:: STATED PROBLEM ::
Please rewrite the records below as a JSON list of strings with one string per line, leaving out any blank lines.

Excerpts of pointing data
-*-

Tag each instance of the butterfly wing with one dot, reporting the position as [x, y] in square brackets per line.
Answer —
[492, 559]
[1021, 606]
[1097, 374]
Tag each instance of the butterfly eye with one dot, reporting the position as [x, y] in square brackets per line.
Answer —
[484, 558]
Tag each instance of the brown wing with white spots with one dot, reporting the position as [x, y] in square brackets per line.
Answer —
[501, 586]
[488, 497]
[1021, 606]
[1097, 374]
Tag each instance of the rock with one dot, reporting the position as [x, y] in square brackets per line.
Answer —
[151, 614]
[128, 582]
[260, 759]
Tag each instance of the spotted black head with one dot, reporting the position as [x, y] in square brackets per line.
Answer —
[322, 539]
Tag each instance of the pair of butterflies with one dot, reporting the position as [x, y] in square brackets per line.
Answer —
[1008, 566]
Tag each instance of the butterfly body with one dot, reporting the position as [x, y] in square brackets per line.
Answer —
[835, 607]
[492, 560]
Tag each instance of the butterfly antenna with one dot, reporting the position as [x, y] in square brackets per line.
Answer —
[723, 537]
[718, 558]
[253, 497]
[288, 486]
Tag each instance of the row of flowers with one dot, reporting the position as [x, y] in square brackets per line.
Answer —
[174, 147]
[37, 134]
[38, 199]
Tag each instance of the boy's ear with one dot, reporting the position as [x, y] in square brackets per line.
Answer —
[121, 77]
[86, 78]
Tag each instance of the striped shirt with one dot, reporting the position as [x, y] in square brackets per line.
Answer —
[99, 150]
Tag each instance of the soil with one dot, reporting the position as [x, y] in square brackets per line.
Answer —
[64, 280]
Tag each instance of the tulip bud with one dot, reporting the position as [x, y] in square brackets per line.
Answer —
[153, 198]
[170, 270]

-*-

:: FULL OUTPUT ::
[
  "Tag each instance of the butterfly wing with one dot, reporting the position as [x, y] in square brackets per line.",
  "Answer —",
  "[492, 559]",
  "[1021, 606]",
  "[1097, 374]",
  "Tag each instance of the butterfly eye with one dot, reporting the position as [x, y] in square brackets per line.",
  "Answer —",
  "[484, 558]",
  "Tag each instance of the brown wing with white spots with one dot, reporting the position as [x, y] in square brackets per line.",
  "Answer —",
  "[501, 586]",
  "[488, 497]",
  "[1021, 606]",
  "[1097, 374]",
  "Tag each instance of the rock with one dot, reporting the position as [x, y] in square brackets per line.",
  "Answer —",
  "[151, 614]",
  "[128, 582]",
  "[260, 759]",
  "Tag each instance of the spotted black head with one dot, reporting the position as [x, y] in square brackets per line.",
  "Answer —",
  "[322, 539]",
  "Tag each instance of the pair of butterflies with one dot, reporting the position as [x, y] in square brackets per line.",
  "Answer —",
  "[1008, 566]",
  "Tag each instance of the butterfly body with one dot, reporting the position as [x, y] in square brackets per line.",
  "Answer —",
  "[835, 607]",
  "[492, 560]",
  "Tag each instance of the butterfly antenna with one dot, reporting the position as [x, y] in square brackets per line.",
  "Answer —",
  "[723, 537]",
  "[718, 558]",
  "[253, 497]",
  "[288, 486]",
  "Tag each instance of the row of flowers with one dot, reporting the position as [x, y] in square brackets per line.",
  "Answer —",
  "[174, 147]",
  "[37, 134]",
  "[38, 199]",
  "Tag each instance of the boy's ear with one dot, reporting the position as [x, y] in square brackets per line.",
  "Answer —",
  "[121, 77]",
  "[86, 78]",
  "Tag each instance of the striped shirt with one dot, reporting the position as [x, y] in square brackets per line.",
  "Answer —",
  "[99, 150]",
  "Tag each instance of the soil with one dot, reporting the position as [x, y] in square brackets per line.",
  "Answer —",
  "[64, 280]",
  "Tag each instance of the tulip bud with one dot, reporting the position as [x, y] in square brackets per line.",
  "Answer —",
  "[153, 198]",
  "[170, 270]"
]